# Exercise description
Answer these questions using the text on franchise exit costs:
1. What do the franchisor and franchisee share?
2. When should exit costs be assessed?
3. What do perceived exit costs correlate with?

# Provided text
The franchise relationship is based upon the belief that the alliance will generate efficiencies resulting in greater returns to the participants than if they pursued similar opportunities independently. The franchisor and franchisee share a common trademark or brand, which is the embodiment of the value of the franchise relationship. The two must manage the part of their relationship that centers on this shared asset. If they understand the issues likely to cause conflict that erodes brand value, the partners can design and implement policies to control disagreement and to support the long-term relationship. The connection between forethought and real-time policy implementation enables more effective adjusts and supports the constant effort to prevent disruptions to the wealth stream whenever and however possible.

Exit Costs

Either party may make the decision to exit the franchise relationship. This choice carries with it both direct and indirect costs. In this discussion we assume that the franchisee’s exit is followed by the decision to continue to operate as an independent. You could, of course, try to sell the franchise instead. This can be difficult if poor performance is the underlying cause of your dissatisfaction. The sale price would be significantly depressed. In either case—sale or exit to become an independent operation—understanding exit costs is essential to making a sound decision.

You should assess your exit costs while your relationships are strong, before conflict arises. As an integral part of a relational dynamics management process, assessing these costs will confirm your understanding of the value of the franchise. Based on this confirmation, you will see the value in managing and planning for conflict before it happens. Only in the worst situations will you have to put your knowledge of exit costs into action to terminate the relationship. In contrast, when returns meet expectations and you are ready to sell the franchise, exit cost knowledge will help you assess the value of your firm and establish a sale price.

Previous research has shown that dissatisfaction may arise in a conflict situation when the cost of remaining in the relationship exceeds the perceived cost of exit. These costs vary wildly by franchise, but the greater importance is not magnitude—it is the comparison of cost of exit and benefit of staying in the relationship. Conflict in the relationship usually comes from one or more of the categories we describe in Table 9-1 when they do not yield the benefits that the franchisee expects. Conflict generally arises for franchisees when they perceive diminished value from the very franchise concepts that were purported to make the system unique. Think of it this way: The value you receive from the franchisor would cost you something to replace if you weren’t a franchisee. The less value received from the franchisor, the less expensive it would be to leave the system. Therefore, perceived exit costs correlate with trademark value. Higher exit costs mean you think it will be expensive to replace the value received from the franchisor. If there is conflict with the franchisor and the exit costs are high, you’ll work harder to solve the conflict. This brand capital would be lost to the franchisee upon exit from the franchise relationship. In the simplest terms, the amount of loss that would be incurred is equal to the value of the brand capital.

# Listing

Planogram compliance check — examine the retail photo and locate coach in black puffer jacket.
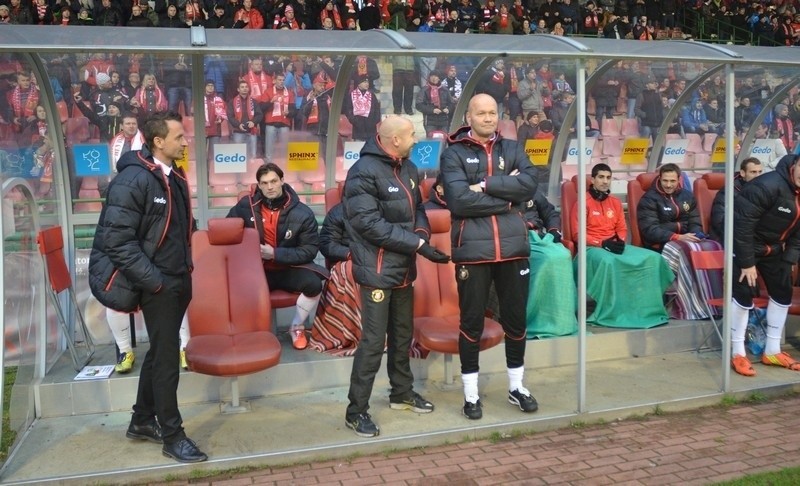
[733,155,800,268]
[637,164,703,252]
[344,134,431,289]
[442,123,537,263]
[89,147,195,312]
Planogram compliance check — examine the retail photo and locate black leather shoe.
[125,420,164,444]
[161,437,208,462]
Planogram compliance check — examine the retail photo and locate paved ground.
[147,395,800,486]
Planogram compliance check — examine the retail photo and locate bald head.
[378,115,416,158]
[467,94,500,142]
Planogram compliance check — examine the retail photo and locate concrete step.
[35,321,724,417]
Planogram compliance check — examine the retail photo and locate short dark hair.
[142,111,183,150]
[658,163,681,177]
[592,162,613,178]
[739,157,761,170]
[256,162,283,182]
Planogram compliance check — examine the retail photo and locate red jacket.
[569,192,628,246]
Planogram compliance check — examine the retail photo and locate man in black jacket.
[711,157,764,243]
[637,164,703,252]
[344,115,450,437]
[442,94,538,420]
[89,113,208,462]
[228,162,328,349]
[731,155,800,376]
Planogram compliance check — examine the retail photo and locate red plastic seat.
[186,218,281,411]
[414,209,504,384]
[36,226,95,371]
[628,172,658,246]
[692,173,725,234]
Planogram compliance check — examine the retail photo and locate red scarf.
[428,83,442,108]
[319,5,342,30]
[136,86,167,113]
[350,89,372,118]
[233,96,258,135]
[11,84,39,118]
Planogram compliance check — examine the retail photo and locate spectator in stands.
[358,0,381,31]
[5,72,40,133]
[228,163,328,349]
[161,55,192,116]
[300,70,332,147]
[158,4,189,28]
[772,103,800,150]
[709,157,764,243]
[89,114,208,462]
[517,65,544,124]
[233,0,264,29]
[570,163,674,327]
[517,111,541,140]
[344,116,450,437]
[205,3,233,28]
[603,13,631,39]
[96,0,122,27]
[631,16,654,41]
[227,81,264,157]
[342,75,381,140]
[416,71,455,137]
[592,63,622,128]
[489,0,520,34]
[730,155,800,376]
[130,73,167,125]
[637,164,703,252]
[441,94,538,420]
[203,79,228,159]
[125,3,155,27]
[681,98,711,138]
[539,0,561,30]
[634,75,664,140]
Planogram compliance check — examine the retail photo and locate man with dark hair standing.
[711,157,764,243]
[344,115,450,437]
[228,162,328,349]
[89,113,208,462]
[442,94,538,420]
[731,155,800,376]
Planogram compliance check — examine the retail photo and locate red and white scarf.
[350,89,372,118]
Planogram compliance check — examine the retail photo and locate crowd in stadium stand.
[0,0,800,46]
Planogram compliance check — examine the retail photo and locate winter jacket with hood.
[89,147,195,312]
[637,176,703,252]
[441,127,537,263]
[733,155,800,268]
[344,137,431,289]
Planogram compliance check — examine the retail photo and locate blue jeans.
[167,86,194,116]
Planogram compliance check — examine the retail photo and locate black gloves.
[602,235,625,255]
[417,243,450,263]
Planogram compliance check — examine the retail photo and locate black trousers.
[456,258,531,374]
[346,285,414,417]
[131,273,192,444]
[732,255,792,308]
[267,268,322,297]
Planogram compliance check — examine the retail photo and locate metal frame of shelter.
[0,26,800,470]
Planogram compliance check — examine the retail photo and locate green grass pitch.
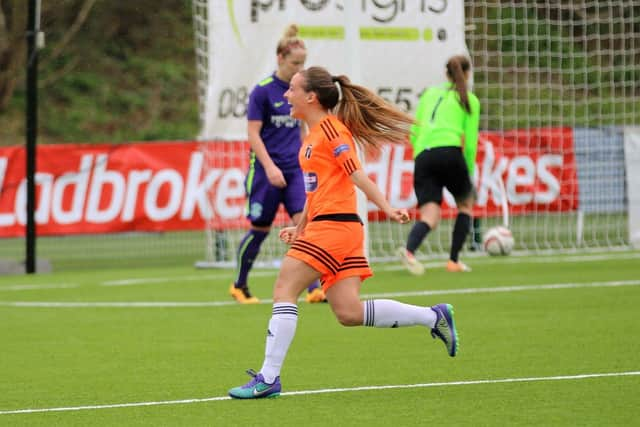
[0,251,640,426]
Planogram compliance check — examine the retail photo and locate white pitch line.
[0,371,640,415]
[0,280,640,308]
[0,283,78,292]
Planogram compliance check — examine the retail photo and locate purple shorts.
[245,168,307,227]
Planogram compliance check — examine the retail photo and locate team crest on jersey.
[333,144,349,157]
[304,172,318,193]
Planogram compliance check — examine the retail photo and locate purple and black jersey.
[245,74,306,226]
[247,73,300,170]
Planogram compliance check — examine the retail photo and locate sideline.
[0,371,640,415]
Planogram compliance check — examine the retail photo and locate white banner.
[200,0,467,140]
[624,126,640,248]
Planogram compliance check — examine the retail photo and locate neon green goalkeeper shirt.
[410,83,480,176]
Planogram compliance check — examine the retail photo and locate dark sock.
[407,221,431,254]
[449,213,471,262]
[234,230,269,288]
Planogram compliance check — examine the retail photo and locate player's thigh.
[273,256,320,304]
[413,150,444,206]
[445,153,473,203]
[246,171,282,226]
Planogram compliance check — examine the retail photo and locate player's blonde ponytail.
[301,67,414,153]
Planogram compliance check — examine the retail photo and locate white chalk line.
[0,371,640,415]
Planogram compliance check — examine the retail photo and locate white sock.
[362,299,437,328]
[260,302,298,384]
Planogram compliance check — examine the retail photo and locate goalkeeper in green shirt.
[398,56,480,274]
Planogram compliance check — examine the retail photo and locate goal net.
[193,0,640,266]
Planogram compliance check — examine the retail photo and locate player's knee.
[334,309,363,326]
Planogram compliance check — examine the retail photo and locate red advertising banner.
[0,128,578,237]
[365,128,578,220]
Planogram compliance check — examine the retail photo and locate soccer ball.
[482,226,514,255]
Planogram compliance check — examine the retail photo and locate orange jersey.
[298,116,362,221]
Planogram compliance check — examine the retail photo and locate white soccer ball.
[483,226,515,255]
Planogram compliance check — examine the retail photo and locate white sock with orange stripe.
[362,299,437,328]
[260,302,298,384]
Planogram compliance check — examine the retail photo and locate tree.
[0,0,96,112]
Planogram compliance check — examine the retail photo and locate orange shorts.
[287,221,373,291]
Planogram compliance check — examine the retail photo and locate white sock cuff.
[271,302,298,319]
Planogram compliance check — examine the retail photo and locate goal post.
[193,0,640,265]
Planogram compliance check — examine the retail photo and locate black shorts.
[413,147,473,206]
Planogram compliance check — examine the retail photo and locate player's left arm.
[464,92,480,178]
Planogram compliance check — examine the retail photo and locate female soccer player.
[398,56,480,275]
[229,67,458,399]
[229,24,325,304]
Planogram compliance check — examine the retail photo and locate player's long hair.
[300,67,414,152]
[447,55,471,113]
[276,24,307,58]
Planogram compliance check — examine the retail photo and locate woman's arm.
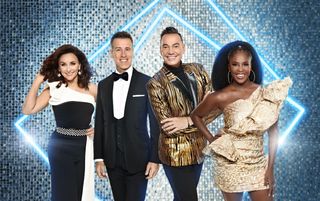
[22,74,50,115]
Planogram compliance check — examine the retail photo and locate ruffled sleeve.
[228,77,292,134]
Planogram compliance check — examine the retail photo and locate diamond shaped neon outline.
[14,0,305,170]
[135,4,305,145]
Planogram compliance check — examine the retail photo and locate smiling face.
[160,33,185,67]
[111,38,133,73]
[58,53,81,83]
[228,50,252,85]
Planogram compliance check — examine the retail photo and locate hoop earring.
[250,70,256,82]
[227,71,232,84]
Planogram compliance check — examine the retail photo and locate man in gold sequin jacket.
[147,27,220,201]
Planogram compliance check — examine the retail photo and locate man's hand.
[161,117,189,135]
[145,162,159,179]
[96,161,107,179]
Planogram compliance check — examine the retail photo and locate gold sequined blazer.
[147,63,221,166]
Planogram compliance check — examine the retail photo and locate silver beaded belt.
[56,127,87,136]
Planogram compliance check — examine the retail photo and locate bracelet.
[187,117,190,128]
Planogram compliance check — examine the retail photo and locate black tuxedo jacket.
[94,69,160,173]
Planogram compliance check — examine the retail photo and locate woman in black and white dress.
[22,45,97,201]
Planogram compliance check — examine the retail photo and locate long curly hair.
[40,44,92,89]
[211,41,263,90]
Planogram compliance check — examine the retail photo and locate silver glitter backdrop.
[0,0,320,201]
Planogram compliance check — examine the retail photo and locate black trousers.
[48,132,87,201]
[107,149,148,201]
[163,163,203,201]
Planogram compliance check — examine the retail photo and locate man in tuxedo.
[94,32,159,201]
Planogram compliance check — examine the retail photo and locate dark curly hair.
[40,44,92,89]
[211,41,263,90]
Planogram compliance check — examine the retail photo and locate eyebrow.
[162,43,180,46]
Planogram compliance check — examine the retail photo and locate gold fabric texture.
[203,78,292,192]
[147,63,221,166]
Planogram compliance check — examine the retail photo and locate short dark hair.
[211,41,263,90]
[40,44,92,89]
[110,31,133,46]
[160,27,183,42]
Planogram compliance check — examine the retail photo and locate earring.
[250,70,256,82]
[227,71,232,84]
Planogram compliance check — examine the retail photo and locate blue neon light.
[14,0,305,169]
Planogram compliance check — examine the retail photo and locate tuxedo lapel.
[104,75,114,119]
[124,68,137,116]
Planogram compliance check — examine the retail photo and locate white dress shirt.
[94,66,133,162]
[112,66,133,119]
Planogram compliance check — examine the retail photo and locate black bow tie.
[112,72,129,81]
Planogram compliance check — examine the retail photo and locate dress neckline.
[222,85,261,111]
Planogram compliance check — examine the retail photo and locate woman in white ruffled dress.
[192,41,292,201]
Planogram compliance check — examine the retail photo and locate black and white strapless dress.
[48,82,95,201]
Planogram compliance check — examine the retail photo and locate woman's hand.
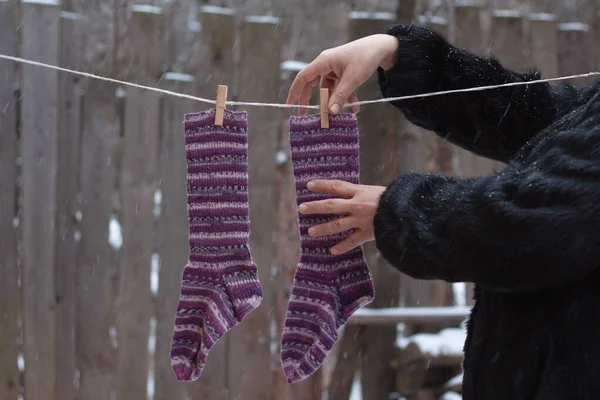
[286,34,398,115]
[298,180,385,254]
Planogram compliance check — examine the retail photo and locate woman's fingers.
[308,217,356,237]
[286,56,332,108]
[306,179,358,199]
[298,199,352,215]
[348,93,360,114]
[298,77,319,115]
[329,70,361,114]
[330,230,369,255]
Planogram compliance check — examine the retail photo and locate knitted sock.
[281,114,375,383]
[171,109,262,381]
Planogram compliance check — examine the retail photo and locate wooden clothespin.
[321,88,329,129]
[215,85,227,126]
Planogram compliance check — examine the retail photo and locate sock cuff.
[289,113,360,191]
[183,108,248,132]
[289,113,358,135]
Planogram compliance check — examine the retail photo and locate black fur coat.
[374,25,600,400]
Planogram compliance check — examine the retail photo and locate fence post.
[76,80,120,400]
[0,1,21,400]
[227,16,283,399]
[56,11,81,400]
[182,6,237,400]
[558,22,597,85]
[340,13,408,399]
[116,5,164,400]
[76,80,120,400]
[529,13,558,78]
[154,73,196,400]
[21,0,60,400]
[195,6,237,101]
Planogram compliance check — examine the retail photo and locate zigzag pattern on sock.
[281,114,375,383]
[171,109,262,381]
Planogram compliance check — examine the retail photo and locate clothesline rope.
[0,54,600,110]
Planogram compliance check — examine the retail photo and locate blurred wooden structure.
[0,0,600,400]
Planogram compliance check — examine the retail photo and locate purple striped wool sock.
[281,114,375,383]
[171,109,262,381]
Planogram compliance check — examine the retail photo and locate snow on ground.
[558,22,589,32]
[452,282,467,307]
[396,327,467,357]
[350,379,362,400]
[441,392,462,400]
[131,4,162,15]
[246,15,281,25]
[200,5,235,15]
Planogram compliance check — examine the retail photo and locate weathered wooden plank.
[529,14,558,78]
[558,22,597,85]
[56,11,81,400]
[154,73,196,400]
[20,1,60,400]
[350,13,406,399]
[0,1,21,400]
[188,7,237,400]
[349,307,469,325]
[490,10,531,71]
[227,17,283,399]
[116,6,163,400]
[195,6,237,100]
[76,80,119,400]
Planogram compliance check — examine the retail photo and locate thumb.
[329,74,359,114]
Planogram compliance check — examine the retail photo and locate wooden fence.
[0,0,600,400]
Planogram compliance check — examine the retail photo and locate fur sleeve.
[374,94,600,291]
[379,25,589,163]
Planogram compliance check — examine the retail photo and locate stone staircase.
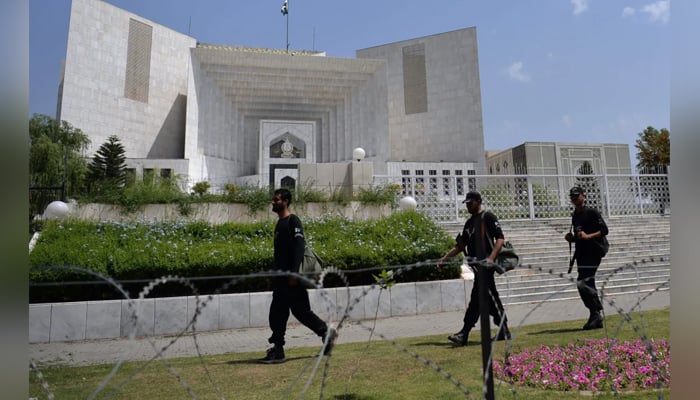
[444,216,671,304]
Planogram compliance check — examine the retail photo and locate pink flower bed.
[493,339,671,391]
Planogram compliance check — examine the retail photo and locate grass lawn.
[29,309,670,400]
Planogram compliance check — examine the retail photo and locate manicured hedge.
[29,212,459,302]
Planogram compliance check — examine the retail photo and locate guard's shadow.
[412,340,481,347]
[531,328,582,335]
[226,355,316,365]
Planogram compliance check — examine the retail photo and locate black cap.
[462,190,481,203]
[569,186,586,197]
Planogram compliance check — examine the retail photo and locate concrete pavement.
[29,290,670,366]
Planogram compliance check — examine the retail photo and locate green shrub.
[356,184,401,207]
[29,211,459,301]
[294,182,328,204]
[192,181,211,196]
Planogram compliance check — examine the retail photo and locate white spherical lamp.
[352,147,365,161]
[399,196,418,210]
[44,201,70,219]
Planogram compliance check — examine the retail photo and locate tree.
[634,126,671,174]
[634,126,671,214]
[88,135,126,192]
[29,114,90,216]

# Completed task
1. A common trademark or brand.
2. While relationships are strong, before conflict arises.
3. Trademark value.